## Short task
Copy all of the data below line for line without changing anything, and leave the pictures out of your answer.
__________________________________________________
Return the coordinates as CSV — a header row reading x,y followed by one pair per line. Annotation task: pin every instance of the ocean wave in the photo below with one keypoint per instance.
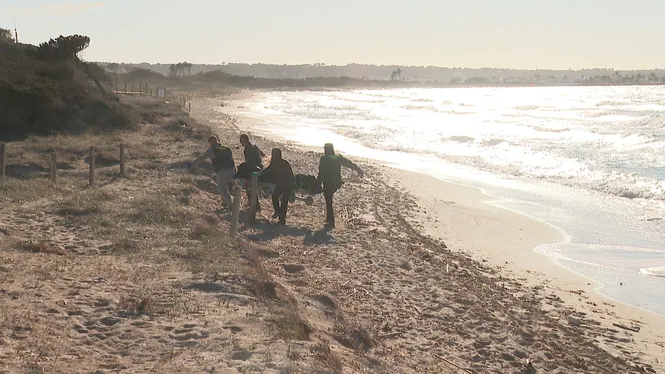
x,y
613,103
522,108
460,139
658,271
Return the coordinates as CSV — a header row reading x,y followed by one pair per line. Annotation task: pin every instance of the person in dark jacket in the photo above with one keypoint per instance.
x,y
280,173
222,162
330,174
253,161
253,155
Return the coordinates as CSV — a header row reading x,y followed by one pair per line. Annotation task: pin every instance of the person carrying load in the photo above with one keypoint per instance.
x,y
223,164
330,174
253,163
280,173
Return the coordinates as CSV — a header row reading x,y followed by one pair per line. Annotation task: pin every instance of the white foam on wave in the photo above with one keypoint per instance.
x,y
658,271
558,136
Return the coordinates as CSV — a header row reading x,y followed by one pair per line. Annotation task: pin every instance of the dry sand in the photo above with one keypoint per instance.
x,y
484,300
137,274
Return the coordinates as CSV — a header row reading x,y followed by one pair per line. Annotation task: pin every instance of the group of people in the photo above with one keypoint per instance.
x,y
279,172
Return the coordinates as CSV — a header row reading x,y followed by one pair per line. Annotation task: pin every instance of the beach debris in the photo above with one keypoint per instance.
x,y
391,335
454,364
629,328
574,321
528,368
293,268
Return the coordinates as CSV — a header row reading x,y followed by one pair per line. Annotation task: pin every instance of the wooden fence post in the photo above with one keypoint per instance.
x,y
122,160
253,196
91,177
3,161
54,167
236,211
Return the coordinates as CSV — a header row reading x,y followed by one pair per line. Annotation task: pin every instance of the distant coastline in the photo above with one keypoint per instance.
x,y
262,76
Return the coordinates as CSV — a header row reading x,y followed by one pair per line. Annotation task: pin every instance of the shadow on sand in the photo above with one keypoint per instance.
x,y
271,230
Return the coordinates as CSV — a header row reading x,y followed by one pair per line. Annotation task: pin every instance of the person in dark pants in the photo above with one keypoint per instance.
x,y
225,167
330,174
280,173
253,161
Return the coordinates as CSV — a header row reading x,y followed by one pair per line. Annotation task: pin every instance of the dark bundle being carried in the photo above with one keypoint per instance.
x,y
245,171
308,183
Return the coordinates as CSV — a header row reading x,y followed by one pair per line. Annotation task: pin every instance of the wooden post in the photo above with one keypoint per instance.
x,y
3,161
236,211
122,160
91,177
253,196
54,168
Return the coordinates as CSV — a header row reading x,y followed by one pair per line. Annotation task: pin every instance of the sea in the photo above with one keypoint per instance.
x,y
587,160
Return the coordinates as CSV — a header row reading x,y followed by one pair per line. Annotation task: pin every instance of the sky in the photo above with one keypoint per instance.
x,y
520,34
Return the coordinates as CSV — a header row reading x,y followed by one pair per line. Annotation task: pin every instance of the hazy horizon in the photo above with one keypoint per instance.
x,y
516,34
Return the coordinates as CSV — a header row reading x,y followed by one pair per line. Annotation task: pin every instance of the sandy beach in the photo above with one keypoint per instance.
x,y
485,278
139,275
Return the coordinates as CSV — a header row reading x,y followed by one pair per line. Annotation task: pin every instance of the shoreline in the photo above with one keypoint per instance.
x,y
506,196
536,269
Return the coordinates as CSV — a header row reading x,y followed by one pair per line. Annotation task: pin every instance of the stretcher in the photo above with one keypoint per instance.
x,y
266,190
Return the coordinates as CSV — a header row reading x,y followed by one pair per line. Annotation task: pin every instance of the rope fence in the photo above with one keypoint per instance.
x,y
53,164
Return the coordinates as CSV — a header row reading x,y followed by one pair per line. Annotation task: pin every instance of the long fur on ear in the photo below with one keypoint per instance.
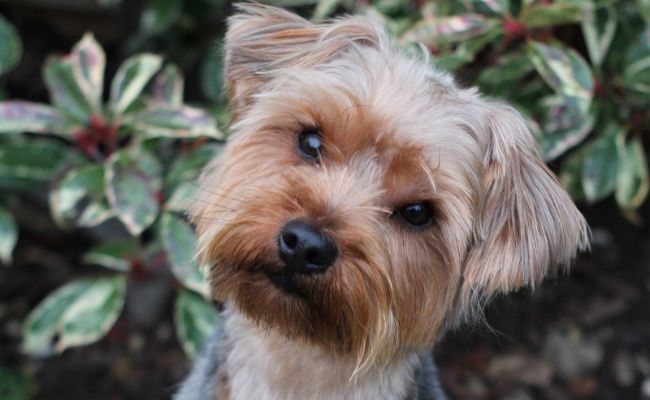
x,y
527,226
263,39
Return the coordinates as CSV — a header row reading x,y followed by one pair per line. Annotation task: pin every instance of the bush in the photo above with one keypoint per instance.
x,y
578,70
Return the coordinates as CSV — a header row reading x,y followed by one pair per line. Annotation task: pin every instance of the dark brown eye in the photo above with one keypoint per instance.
x,y
310,143
417,214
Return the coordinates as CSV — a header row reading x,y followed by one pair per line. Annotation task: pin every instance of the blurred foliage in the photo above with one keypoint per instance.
x,y
578,70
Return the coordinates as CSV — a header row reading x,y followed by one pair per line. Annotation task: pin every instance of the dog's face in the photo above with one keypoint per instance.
x,y
364,202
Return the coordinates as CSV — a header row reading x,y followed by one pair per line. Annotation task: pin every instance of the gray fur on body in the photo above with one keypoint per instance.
x,y
202,383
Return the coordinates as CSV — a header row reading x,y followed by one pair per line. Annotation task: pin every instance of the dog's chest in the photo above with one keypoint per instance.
x,y
262,366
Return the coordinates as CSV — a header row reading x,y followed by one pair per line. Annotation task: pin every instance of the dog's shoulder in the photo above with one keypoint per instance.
x,y
203,382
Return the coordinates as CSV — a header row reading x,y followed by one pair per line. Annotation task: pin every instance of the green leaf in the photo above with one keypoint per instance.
x,y
600,165
167,86
183,122
88,62
565,71
65,91
27,164
8,236
571,175
598,28
186,167
179,241
507,72
133,184
541,16
196,320
78,188
23,116
564,126
180,198
116,255
632,183
79,313
212,74
10,47
95,214
130,79
636,72
159,15
439,30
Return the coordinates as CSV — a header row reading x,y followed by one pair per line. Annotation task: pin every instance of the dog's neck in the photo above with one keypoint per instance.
x,y
262,364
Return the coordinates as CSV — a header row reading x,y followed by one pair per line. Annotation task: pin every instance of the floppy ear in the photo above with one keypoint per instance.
x,y
527,225
261,39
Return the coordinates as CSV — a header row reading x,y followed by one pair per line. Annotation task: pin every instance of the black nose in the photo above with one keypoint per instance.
x,y
306,249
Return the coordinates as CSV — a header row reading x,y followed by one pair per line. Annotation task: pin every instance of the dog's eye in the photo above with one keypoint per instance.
x,y
417,214
310,143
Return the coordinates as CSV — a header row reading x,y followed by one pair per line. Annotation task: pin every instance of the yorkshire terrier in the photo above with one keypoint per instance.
x,y
364,205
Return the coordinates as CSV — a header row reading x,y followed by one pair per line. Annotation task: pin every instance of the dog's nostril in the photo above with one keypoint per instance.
x,y
290,239
306,249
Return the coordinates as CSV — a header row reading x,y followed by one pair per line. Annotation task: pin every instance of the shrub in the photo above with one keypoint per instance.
x,y
578,70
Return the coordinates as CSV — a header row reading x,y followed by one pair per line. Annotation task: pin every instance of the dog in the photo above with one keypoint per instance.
__________________________________________________
## Solution
Return the coordinates as CSV — a header row reading x,y followed by one pair per line. Annotation task: pin every instance of the ocean wave in the photo below with one keypoint per instance.
x,y
613,103
522,108
460,139
658,271
Return the coordinates as CSV — a header row reading x,y followed by one pair per line. Annotation task: pin every instance of the person in dark jacket in the photo above with one keypoint per instance.
x,y
280,173
222,162
330,174
253,161
253,155
Return the coordinates as CSV — a header row reading x,y followed by one pair per line. Annotation task: pin every instance of the person carrying load in the photo above with one keypoint per instance.
x,y
223,164
330,174
253,163
280,173
Return the coordinates as CSV — a header row reading x,y followed by one pair per line. Annotation task: pin every instance of the white foam on wave in the photo above with one keypoint per instance.
x,y
658,271
558,136
Return the coordinates as CSV — a header row reading x,y followed by one pair per line. Annotation task: pin every instance of the dry sand in the photo above with one keypoint per instance.
x,y
484,300
137,274
Return the coordinates as CSV — a header row reading x,y followed by one pair per line. Annotation task: pin every instance of the group of people in the photo above with one keypoint per instance.
x,y
279,172
Return the coordinates as CSV — a header row reading x,y followed by one pair per line. Annotation task: pin every instance of the beach debris in the photo above with one keypoint per instance.
x,y
391,335
454,364
629,328
574,321
528,368
293,268
Return the coordinates as CSV — a header row reading x,y followed by one pair per line. Annotation task: pin every instance of the wooden fence post in the photo above with one keypoint per instance.
x,y
122,160
253,196
91,177
3,161
54,167
236,211
Return the coordinates as CSV — a header row reading x,y followed by one pair per line. Annotation task: pin every instance of the distant coastline in the photo above with one keypoint per instance.
x,y
262,76
Return the coordinates as CSV — a header row reading x,y followed by one pair per line. Annotation task: pin every instance of the shadow on sand in the photo above with one keypoint per instance.
x,y
271,230
Return the coordinates as CSV — a header row reading x,y followed by one pair per line. Annotation task: pin every instance of the person in dark pants in the photo above with one keypoint per instance.
x,y
225,167
330,174
280,173
253,161
Return the coordinates as CSV — a header row reading x,y followed by one pair per line. Annotation task: pin every instance of the dark bundle being carried in the photo above with one keypoint per instance.
x,y
245,171
308,183
Return the coordinates as CSV — a header row reading x,y followed by one pair per line. Annotation task: pin every instance of the wooden post in the photo above with one keypoint per instance.
x,y
3,161
236,211
122,160
91,177
253,196
54,168
Return the coordinates as CSV — a header row reading x,y followed by one pair per line. Annotation task: pin every instance of the sea in the photo above with one keypoint per instance.
x,y
587,160
Return the coordinates as CSV — a header row reading x,y followed by one pair per line. Annotation task: pin every instance of the sky in the photo above with one keypoint per instance.
x,y
520,34
Return the coordinates as CSV — a header row reading x,y followed by one pair per line. Annotation task: pin every instance of the hazy horizon in the photo above with one keypoint per instance.
x,y
516,34
Return the coordinates as CSV — a header row reading x,y followed by one pair per line. Annotation task: pin every instance of the sandy beach in the photo above with one keypoint per instance.
x,y
485,278
139,275
Return the coordinates as CSV — a header row reading x,y followed by one pair per line. Annotation task: pin every instance of the shoreline in the photo above with one keypoint per instance.
x,y
506,196
536,269
Return the coordinates as CSV — a header row reading x,y followed by one pair per line. Annotation task: pin every instance of the stretcher in the photo above with one keypoint per instance.
x,y
266,190
Return the coordinates as CSV — a header row reading x,y followed by one pair per line. Annotation task: pin every instance of the rope fence in the photo above with one keypoint per instance.
x,y
53,164
Return the coordinates as CSV — a header row reading x,y followed by one pair per line. Annotation task: pin every instance of the long fur on ear in the photo below with one keypoint per instance.
x,y
527,226
263,39
Return the coordinates as CSV — a header row reading x,y followed by one pair per line. Annotation task: pin every instance of the bush in the photo above with one keypoint per instance.
x,y
578,70
Return the coordinates as CSV — a header row reading x,y followed by one pair per line. Annotation task: pin every instance of the dark brown eye in the photo above with one keypoint per instance.
x,y
310,143
417,214
Return the coordinates as CSV — a header row reading x,y followed by one pair per line. Annotation task: pin every instance of the blurred foliage in the photo above with one keypoint per instance.
x,y
578,70
Return the coordinates as CSV — a header row reading x,y followed by one pair per line. Annotation task: pin every instance of the dog's face in the photo above with one keypoint per instance.
x,y
364,202
Return the coordinates as CSV — a header row reading x,y followed by one pair per line. Annotation task: pin every instance of the gray fur on body in the photo above with one keypoint per instance.
x,y
202,383
Return the coordinates as CSV — a header row reading x,y followed by one pair per line. Annotation task: pin every instance of the dog's chest in the photo above with one keypoint per instance.
x,y
262,366
Return the coordinates as CSV — a header row reading x,y followed by one pair per line. Annotation task: pin every instance of the dog's shoulder in the photo above with one keypoint per instance.
x,y
203,382
Return the coordinates as CSV — a header row reading x,y followed by one pair per line. Annotation task: pin every instance of the green leaf in the photo above with one keypoint per instance.
x,y
600,165
167,86
183,122
88,62
565,71
65,91
27,164
8,236
571,175
598,28
186,167
179,241
507,72
133,184
541,16
196,320
78,188
23,116
564,126
180,198
116,255
632,183
79,313
212,74
10,47
95,214
130,79
636,72
159,15
439,30
Return the coordinates as CSV — a header row reading x,y followed by one pair per line. Annotation task: pin every instance of the dog's neck in the photo above with one keypoint per instance.
x,y
262,364
Return the coordinates as CSV — a header row reading x,y followed by one pair per line. Annotation task: pin every instance of the floppy ear in the photo above with one keypoint per instance.
x,y
527,225
261,39
Return the coordinates as CSV — a header row reading x,y followed by one pair per line. Annotation task: pin every instance of the black nose in the photo above with one keypoint per instance.
x,y
306,249
Return the coordinates as CSV — a header row reading x,y followed by one pair per line. Annotation task: pin every instance of the dog's eye in the photo above with one keypoint per instance.
x,y
417,214
310,143
Return the coordinates as CSV — a header row reading x,y followed by one pair per line. Annotation task: pin every instance of the yorkshire terrier in the photo above with one keypoint per instance.
x,y
364,205
Return the coordinates as CSV — a header row reading x,y followed by one pair per line. Annotation task: pin every instance of the dog's nostril in the photo above with one keypoint per instance.
x,y
290,239
306,249
Return the coordinates as CSV — a header row reading x,y followed by one pair per line. Annotation task: pin every instance of the shrub in the photo above with one keypoint per instance.
x,y
578,70
Return the coordinates as CSV — a header row reading x,y followed by one pair per line. Annotation task: pin every instance of the dog in the photo above with one keypoint per instance.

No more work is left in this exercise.